++++ 所给摘录 ++++
我们之前使用 transformer 和 MLflow 设置了一个机器学习模型 (MPT)，它可以处理自然语言输入并生成相应的输出。现在，我们来看看模型如何处理输入（指令），生成任务提示，然后产生响应。

_build_prompt 方法

def _build_prompt(self, instruction):
    """
    This method generates the prompt for the model.
    """
    INSTRUCTION_KEY = "### Instruction:"
    RESPONSE_KEY = "### Response:"
    INTRO_BLURB = (
        "Below is an instruction that describes a task. "
        "Write a response that appropriately completes the request."
    )

    return f"""{INTRO_BLURB}
    {INSTRUCTION_KEY}
    {instruction}
    {RESPONSE_KEY}
    """

目的：此方法负责生成将提供给模型的文本提示。提示结合了任务描述、指令（即用户给出的输入）和模型应生成响应的标签。

解释：

INSTRUCTION_KEY = "### Instruction:" 和 RESPONSE_KEY = "### Response:" 是预定义标签。
INTRO_BLURB 介绍任务，告诉模型输入是一条指令，并且输出应为响应。
最后的返回语句以模型可读的方式格式化提示。

示例：

如果传递的指令是 "Translate the sentence 'Hello, how are you?' into French."，则生成的提示将是：

Below is an instruction that describes a task. Write a response that appropriately completes the request.
### Instruction:
Translate the sentence 'Hello, how are you?' into French.
### Response:

predict方法

def predict(self, context, model_input, params=None):
    """
    This method generates prediction for the given input.
    """
    prompt = model_input["prompt"][0]
    temperature = params.get("temperature", 0.1) if params else 0.1
    max_tokens = params.get("max_tokens", 1000) if params else 1000

    prompt = self._build_prompt(prompt)
++++ 所供条目 ++++
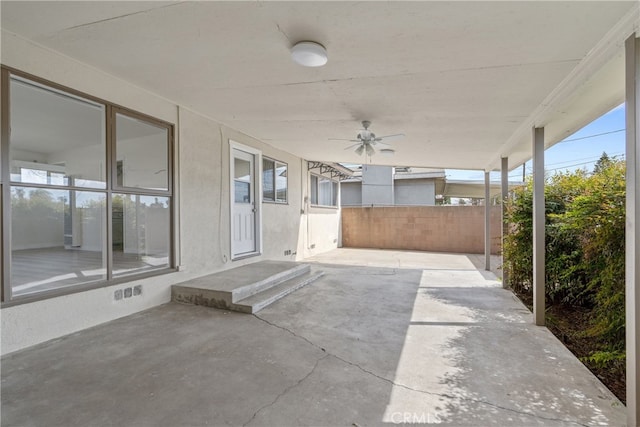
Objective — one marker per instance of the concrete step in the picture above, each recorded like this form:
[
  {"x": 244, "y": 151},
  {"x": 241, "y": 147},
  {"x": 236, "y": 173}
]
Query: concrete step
[
  {"x": 257, "y": 302},
  {"x": 226, "y": 288}
]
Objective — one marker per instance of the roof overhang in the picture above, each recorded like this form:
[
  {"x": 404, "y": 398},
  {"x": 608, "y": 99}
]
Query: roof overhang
[{"x": 465, "y": 81}]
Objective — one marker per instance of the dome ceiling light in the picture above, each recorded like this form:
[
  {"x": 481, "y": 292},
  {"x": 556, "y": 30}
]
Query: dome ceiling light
[{"x": 309, "y": 54}]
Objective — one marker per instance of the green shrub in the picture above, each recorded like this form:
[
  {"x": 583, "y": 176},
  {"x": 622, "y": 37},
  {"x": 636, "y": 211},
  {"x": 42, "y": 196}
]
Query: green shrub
[{"x": 585, "y": 253}]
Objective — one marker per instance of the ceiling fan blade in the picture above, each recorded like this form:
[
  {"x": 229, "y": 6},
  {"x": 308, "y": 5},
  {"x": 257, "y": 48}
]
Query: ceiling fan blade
[
  {"x": 391, "y": 137},
  {"x": 381, "y": 143}
]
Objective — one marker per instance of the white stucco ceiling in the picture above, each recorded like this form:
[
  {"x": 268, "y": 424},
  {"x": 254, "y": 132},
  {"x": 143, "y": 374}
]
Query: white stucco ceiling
[{"x": 463, "y": 80}]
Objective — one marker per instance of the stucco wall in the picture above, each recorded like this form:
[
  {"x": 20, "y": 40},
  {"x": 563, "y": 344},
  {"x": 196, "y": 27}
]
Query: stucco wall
[
  {"x": 201, "y": 205},
  {"x": 426, "y": 228},
  {"x": 414, "y": 192},
  {"x": 351, "y": 193}
]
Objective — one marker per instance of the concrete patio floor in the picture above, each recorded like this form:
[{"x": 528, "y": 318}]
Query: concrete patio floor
[{"x": 383, "y": 337}]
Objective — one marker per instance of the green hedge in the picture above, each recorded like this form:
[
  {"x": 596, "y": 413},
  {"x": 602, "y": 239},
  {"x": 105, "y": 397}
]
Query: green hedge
[{"x": 585, "y": 227}]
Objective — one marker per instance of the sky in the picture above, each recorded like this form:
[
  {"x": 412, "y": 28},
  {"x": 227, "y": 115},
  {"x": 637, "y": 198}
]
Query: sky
[{"x": 580, "y": 150}]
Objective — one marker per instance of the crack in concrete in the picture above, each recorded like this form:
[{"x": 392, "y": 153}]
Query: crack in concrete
[
  {"x": 281, "y": 31},
  {"x": 122, "y": 16},
  {"x": 380, "y": 377},
  {"x": 286, "y": 390}
]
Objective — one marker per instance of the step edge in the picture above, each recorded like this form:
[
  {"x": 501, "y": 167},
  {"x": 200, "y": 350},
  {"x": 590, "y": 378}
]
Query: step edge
[
  {"x": 254, "y": 308},
  {"x": 254, "y": 288}
]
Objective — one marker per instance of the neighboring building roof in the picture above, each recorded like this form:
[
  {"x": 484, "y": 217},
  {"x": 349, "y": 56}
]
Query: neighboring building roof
[{"x": 473, "y": 189}]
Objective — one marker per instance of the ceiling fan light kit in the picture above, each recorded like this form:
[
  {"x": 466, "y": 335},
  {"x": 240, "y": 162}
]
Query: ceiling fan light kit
[
  {"x": 309, "y": 54},
  {"x": 366, "y": 140}
]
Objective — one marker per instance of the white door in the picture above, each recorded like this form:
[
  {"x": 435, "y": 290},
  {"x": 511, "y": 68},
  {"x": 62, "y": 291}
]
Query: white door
[{"x": 243, "y": 202}]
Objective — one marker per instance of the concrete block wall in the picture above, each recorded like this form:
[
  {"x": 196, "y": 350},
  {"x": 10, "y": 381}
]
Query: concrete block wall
[{"x": 457, "y": 229}]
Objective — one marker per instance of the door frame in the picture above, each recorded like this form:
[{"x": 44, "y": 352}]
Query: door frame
[{"x": 257, "y": 194}]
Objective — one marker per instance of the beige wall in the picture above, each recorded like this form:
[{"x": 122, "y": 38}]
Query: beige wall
[
  {"x": 201, "y": 205},
  {"x": 425, "y": 228}
]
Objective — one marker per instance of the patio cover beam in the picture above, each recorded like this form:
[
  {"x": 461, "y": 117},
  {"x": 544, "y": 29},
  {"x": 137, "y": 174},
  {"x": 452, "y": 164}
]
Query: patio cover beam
[
  {"x": 632, "y": 238},
  {"x": 504, "y": 169},
  {"x": 538, "y": 226},
  {"x": 487, "y": 221}
]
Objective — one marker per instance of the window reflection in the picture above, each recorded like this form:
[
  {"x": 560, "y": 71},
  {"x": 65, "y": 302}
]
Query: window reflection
[
  {"x": 142, "y": 154},
  {"x": 57, "y": 239},
  {"x": 56, "y": 138},
  {"x": 140, "y": 233}
]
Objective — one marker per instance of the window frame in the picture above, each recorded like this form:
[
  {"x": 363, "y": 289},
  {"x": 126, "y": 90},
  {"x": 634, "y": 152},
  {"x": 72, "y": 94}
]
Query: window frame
[
  {"x": 275, "y": 200},
  {"x": 110, "y": 111},
  {"x": 333, "y": 197}
]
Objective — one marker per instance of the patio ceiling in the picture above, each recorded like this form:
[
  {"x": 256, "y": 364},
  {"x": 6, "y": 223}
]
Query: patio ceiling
[{"x": 465, "y": 81}]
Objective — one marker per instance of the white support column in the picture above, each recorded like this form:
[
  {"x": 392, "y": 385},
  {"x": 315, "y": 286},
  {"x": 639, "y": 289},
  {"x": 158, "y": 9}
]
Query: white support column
[
  {"x": 632, "y": 238},
  {"x": 504, "y": 168},
  {"x": 487, "y": 221},
  {"x": 538, "y": 227}
]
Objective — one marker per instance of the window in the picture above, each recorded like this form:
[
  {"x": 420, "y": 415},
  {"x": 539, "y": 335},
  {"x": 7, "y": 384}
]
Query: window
[
  {"x": 274, "y": 181},
  {"x": 86, "y": 206},
  {"x": 324, "y": 191}
]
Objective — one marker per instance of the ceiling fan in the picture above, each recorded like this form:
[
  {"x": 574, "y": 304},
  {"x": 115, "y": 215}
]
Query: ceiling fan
[{"x": 366, "y": 140}]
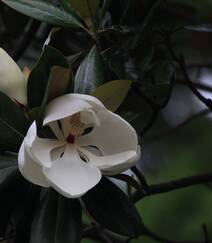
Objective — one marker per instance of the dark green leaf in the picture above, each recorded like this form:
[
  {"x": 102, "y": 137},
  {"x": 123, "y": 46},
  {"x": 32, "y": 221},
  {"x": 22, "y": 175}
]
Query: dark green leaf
[
  {"x": 113, "y": 93},
  {"x": 13, "y": 188},
  {"x": 86, "y": 8},
  {"x": 200, "y": 28},
  {"x": 159, "y": 94},
  {"x": 112, "y": 209},
  {"x": 128, "y": 179},
  {"x": 57, "y": 220},
  {"x": 163, "y": 72},
  {"x": 13, "y": 124},
  {"x": 45, "y": 11},
  {"x": 23, "y": 214},
  {"x": 91, "y": 73},
  {"x": 39, "y": 76}
]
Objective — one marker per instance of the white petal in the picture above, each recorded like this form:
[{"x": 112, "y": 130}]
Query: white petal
[
  {"x": 89, "y": 117},
  {"x": 114, "y": 135},
  {"x": 41, "y": 147},
  {"x": 30, "y": 169},
  {"x": 12, "y": 80},
  {"x": 112, "y": 164},
  {"x": 56, "y": 130},
  {"x": 63, "y": 107},
  {"x": 70, "y": 176},
  {"x": 90, "y": 99}
]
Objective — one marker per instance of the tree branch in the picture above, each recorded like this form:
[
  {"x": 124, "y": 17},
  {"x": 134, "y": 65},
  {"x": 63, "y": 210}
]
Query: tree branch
[{"x": 181, "y": 62}]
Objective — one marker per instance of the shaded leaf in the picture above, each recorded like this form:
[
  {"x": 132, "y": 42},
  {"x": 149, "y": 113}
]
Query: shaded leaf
[
  {"x": 13, "y": 124},
  {"x": 45, "y": 11},
  {"x": 39, "y": 76},
  {"x": 128, "y": 179},
  {"x": 13, "y": 188},
  {"x": 91, "y": 73},
  {"x": 112, "y": 209},
  {"x": 113, "y": 93},
  {"x": 200, "y": 28},
  {"x": 57, "y": 220},
  {"x": 86, "y": 8}
]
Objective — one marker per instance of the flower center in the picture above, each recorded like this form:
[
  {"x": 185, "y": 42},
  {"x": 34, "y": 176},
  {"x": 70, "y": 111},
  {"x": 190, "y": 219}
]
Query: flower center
[
  {"x": 70, "y": 139},
  {"x": 76, "y": 128}
]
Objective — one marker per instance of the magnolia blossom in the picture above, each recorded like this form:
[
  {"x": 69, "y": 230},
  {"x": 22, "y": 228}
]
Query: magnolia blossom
[
  {"x": 12, "y": 80},
  {"x": 89, "y": 141}
]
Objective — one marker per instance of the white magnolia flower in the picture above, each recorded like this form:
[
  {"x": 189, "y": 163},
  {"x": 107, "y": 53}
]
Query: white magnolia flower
[
  {"x": 74, "y": 162},
  {"x": 12, "y": 80}
]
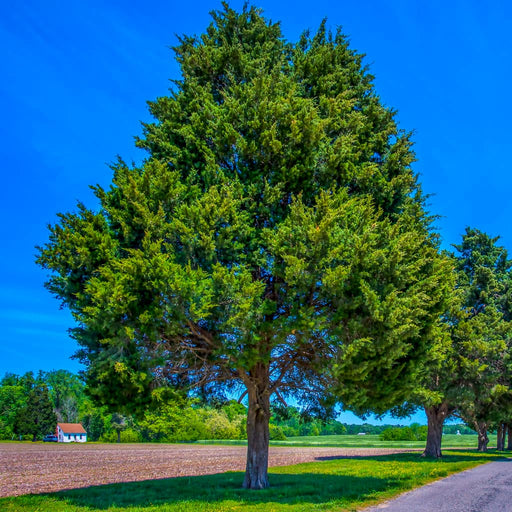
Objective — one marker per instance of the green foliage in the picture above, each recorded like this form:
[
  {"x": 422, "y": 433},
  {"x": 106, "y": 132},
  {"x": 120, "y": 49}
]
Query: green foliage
[{"x": 275, "y": 224}]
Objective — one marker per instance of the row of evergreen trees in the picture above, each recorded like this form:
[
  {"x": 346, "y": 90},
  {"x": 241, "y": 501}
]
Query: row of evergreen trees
[
  {"x": 276, "y": 239},
  {"x": 31, "y": 405}
]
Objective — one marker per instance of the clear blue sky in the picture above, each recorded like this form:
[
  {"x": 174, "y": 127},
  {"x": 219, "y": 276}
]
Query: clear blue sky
[{"x": 76, "y": 76}]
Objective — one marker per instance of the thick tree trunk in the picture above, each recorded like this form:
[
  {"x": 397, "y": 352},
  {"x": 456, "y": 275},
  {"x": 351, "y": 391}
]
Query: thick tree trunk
[
  {"x": 258, "y": 416},
  {"x": 435, "y": 418},
  {"x": 500, "y": 439},
  {"x": 483, "y": 439}
]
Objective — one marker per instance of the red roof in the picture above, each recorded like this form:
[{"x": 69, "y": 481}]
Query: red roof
[{"x": 72, "y": 428}]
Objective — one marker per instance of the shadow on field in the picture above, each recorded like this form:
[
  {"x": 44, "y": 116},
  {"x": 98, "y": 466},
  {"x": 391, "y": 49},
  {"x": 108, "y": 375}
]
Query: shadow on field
[
  {"x": 291, "y": 485},
  {"x": 195, "y": 492}
]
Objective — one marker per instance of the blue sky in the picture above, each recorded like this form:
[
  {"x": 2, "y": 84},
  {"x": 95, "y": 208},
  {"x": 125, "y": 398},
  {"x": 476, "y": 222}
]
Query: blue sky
[{"x": 76, "y": 76}]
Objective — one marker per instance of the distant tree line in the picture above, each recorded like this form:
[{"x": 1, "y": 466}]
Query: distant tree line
[{"x": 31, "y": 405}]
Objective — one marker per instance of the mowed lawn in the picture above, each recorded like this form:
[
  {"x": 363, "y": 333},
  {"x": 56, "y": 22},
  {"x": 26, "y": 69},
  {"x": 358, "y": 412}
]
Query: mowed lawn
[
  {"x": 369, "y": 441},
  {"x": 332, "y": 485}
]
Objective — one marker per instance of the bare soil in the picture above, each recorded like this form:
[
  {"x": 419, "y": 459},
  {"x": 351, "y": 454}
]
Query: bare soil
[{"x": 27, "y": 468}]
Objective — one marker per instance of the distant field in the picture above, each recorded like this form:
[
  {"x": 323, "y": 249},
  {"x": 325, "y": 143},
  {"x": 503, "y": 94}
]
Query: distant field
[
  {"x": 338, "y": 483},
  {"x": 367, "y": 441}
]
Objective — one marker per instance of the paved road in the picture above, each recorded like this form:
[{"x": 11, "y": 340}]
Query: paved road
[{"x": 486, "y": 488}]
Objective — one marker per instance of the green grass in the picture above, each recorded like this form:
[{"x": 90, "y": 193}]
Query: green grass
[
  {"x": 368, "y": 441},
  {"x": 342, "y": 484}
]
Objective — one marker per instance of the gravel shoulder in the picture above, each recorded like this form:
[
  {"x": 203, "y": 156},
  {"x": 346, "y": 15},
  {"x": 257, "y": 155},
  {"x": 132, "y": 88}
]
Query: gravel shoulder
[
  {"x": 27, "y": 468},
  {"x": 485, "y": 488}
]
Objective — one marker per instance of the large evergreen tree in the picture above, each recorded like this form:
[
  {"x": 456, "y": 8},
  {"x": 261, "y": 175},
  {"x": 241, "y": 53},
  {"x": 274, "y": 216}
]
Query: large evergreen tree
[{"x": 274, "y": 239}]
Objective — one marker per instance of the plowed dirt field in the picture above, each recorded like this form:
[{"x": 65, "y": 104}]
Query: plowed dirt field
[{"x": 27, "y": 468}]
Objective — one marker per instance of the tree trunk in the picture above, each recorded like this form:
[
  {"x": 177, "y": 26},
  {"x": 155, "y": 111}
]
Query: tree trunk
[
  {"x": 258, "y": 416},
  {"x": 500, "y": 440},
  {"x": 483, "y": 439},
  {"x": 435, "y": 418}
]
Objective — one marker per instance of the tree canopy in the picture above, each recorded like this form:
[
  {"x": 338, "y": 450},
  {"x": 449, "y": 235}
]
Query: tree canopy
[{"x": 274, "y": 239}]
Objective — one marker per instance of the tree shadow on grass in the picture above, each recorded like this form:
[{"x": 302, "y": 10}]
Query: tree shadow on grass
[
  {"x": 286, "y": 489},
  {"x": 449, "y": 455}
]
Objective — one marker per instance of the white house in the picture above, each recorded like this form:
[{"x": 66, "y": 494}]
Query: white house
[{"x": 71, "y": 432}]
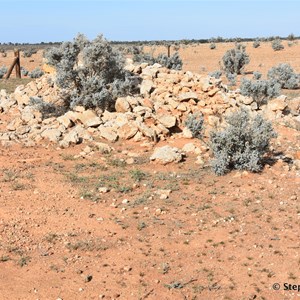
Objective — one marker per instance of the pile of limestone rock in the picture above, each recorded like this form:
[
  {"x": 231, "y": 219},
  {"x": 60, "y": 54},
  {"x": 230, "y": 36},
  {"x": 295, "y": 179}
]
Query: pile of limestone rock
[{"x": 166, "y": 99}]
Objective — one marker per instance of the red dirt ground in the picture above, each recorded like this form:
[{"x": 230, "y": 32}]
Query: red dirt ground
[{"x": 228, "y": 237}]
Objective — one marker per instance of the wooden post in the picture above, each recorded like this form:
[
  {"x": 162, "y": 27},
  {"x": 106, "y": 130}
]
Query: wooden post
[
  {"x": 16, "y": 62},
  {"x": 169, "y": 50},
  {"x": 18, "y": 65}
]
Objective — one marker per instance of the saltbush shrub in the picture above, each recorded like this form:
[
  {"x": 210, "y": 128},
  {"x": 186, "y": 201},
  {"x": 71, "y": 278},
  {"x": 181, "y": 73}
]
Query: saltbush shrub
[
  {"x": 216, "y": 74},
  {"x": 36, "y": 73},
  {"x": 259, "y": 90},
  {"x": 3, "y": 71},
  {"x": 91, "y": 73},
  {"x": 285, "y": 76},
  {"x": 277, "y": 45},
  {"x": 173, "y": 62},
  {"x": 231, "y": 77},
  {"x": 234, "y": 60},
  {"x": 194, "y": 123},
  {"x": 242, "y": 144}
]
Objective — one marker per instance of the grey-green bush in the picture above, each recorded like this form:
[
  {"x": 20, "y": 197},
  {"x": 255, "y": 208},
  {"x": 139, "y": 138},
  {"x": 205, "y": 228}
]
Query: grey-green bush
[
  {"x": 285, "y": 76},
  {"x": 277, "y": 45},
  {"x": 242, "y": 144},
  {"x": 3, "y": 71},
  {"x": 45, "y": 108},
  {"x": 259, "y": 90},
  {"x": 173, "y": 62},
  {"x": 194, "y": 123},
  {"x": 216, "y": 74},
  {"x": 91, "y": 73},
  {"x": 257, "y": 75},
  {"x": 231, "y": 77},
  {"x": 234, "y": 60}
]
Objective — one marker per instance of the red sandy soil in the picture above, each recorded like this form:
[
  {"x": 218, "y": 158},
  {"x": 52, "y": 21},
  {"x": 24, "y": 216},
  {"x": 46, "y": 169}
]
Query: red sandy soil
[{"x": 228, "y": 237}]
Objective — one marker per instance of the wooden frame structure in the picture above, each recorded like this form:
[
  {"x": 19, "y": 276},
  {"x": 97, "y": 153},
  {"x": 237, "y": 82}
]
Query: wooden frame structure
[{"x": 15, "y": 63}]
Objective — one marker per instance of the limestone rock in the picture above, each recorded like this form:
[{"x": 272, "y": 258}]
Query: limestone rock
[
  {"x": 104, "y": 148},
  {"x": 51, "y": 134},
  {"x": 187, "y": 96},
  {"x": 89, "y": 118},
  {"x": 65, "y": 121},
  {"x": 108, "y": 133},
  {"x": 70, "y": 138},
  {"x": 167, "y": 120},
  {"x": 167, "y": 154},
  {"x": 277, "y": 104},
  {"x": 146, "y": 87},
  {"x": 122, "y": 105},
  {"x": 127, "y": 131}
]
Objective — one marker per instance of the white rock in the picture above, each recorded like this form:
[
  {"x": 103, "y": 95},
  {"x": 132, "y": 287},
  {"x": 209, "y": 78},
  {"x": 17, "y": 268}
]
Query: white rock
[{"x": 167, "y": 154}]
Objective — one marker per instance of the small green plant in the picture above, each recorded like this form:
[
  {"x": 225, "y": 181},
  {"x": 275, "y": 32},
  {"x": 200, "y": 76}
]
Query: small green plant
[
  {"x": 260, "y": 90},
  {"x": 277, "y": 45},
  {"x": 234, "y": 60},
  {"x": 174, "y": 62},
  {"x": 216, "y": 74},
  {"x": 285, "y": 76},
  {"x": 45, "y": 108},
  {"x": 242, "y": 144},
  {"x": 137, "y": 175},
  {"x": 257, "y": 75},
  {"x": 23, "y": 261},
  {"x": 91, "y": 73}
]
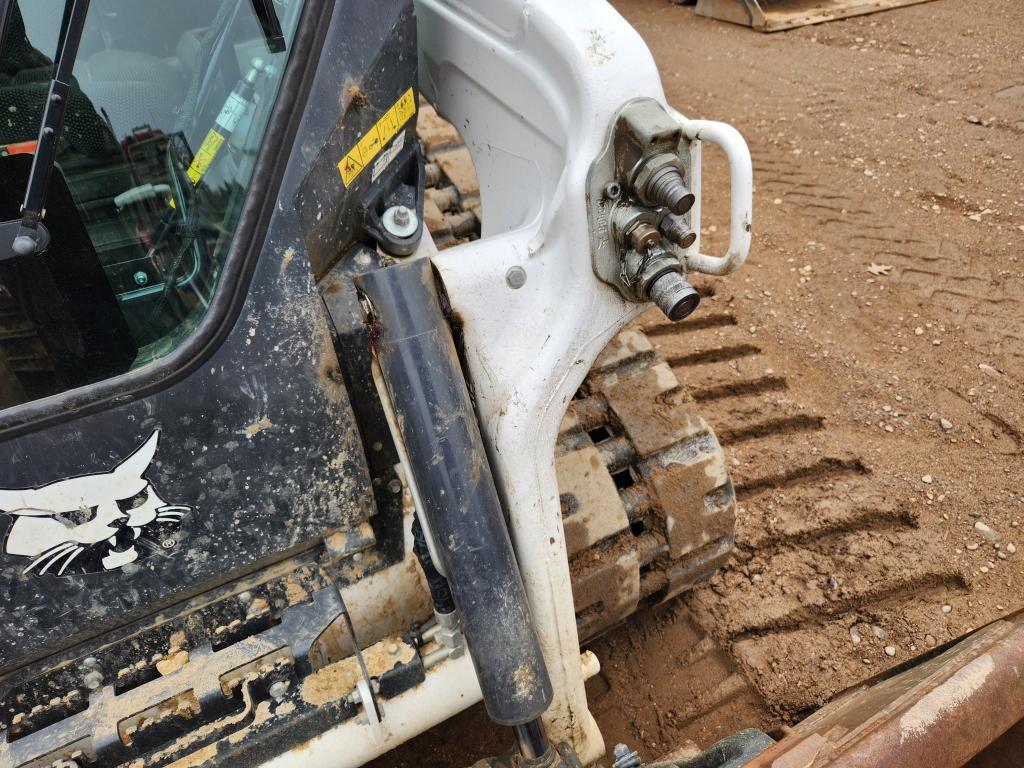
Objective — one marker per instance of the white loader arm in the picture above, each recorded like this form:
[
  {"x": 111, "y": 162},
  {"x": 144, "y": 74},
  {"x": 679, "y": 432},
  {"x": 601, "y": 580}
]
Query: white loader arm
++++
任务要求.
请照原文抄写所给摘录中从“Below is an instruction that describes a task. Write”开始、直至“the given input.”为止（包括这几个字）的那部分内容。

书面作答.
Below is an instruction that describes a task. Write a response that appropriately completes the request.
### Instruction:
Translate the sentence 'Hello, how are you?' into French.
### Response:

predict方法

def predict(self, context, model_input, params=None):
    """
    This method generates prediction for the given input.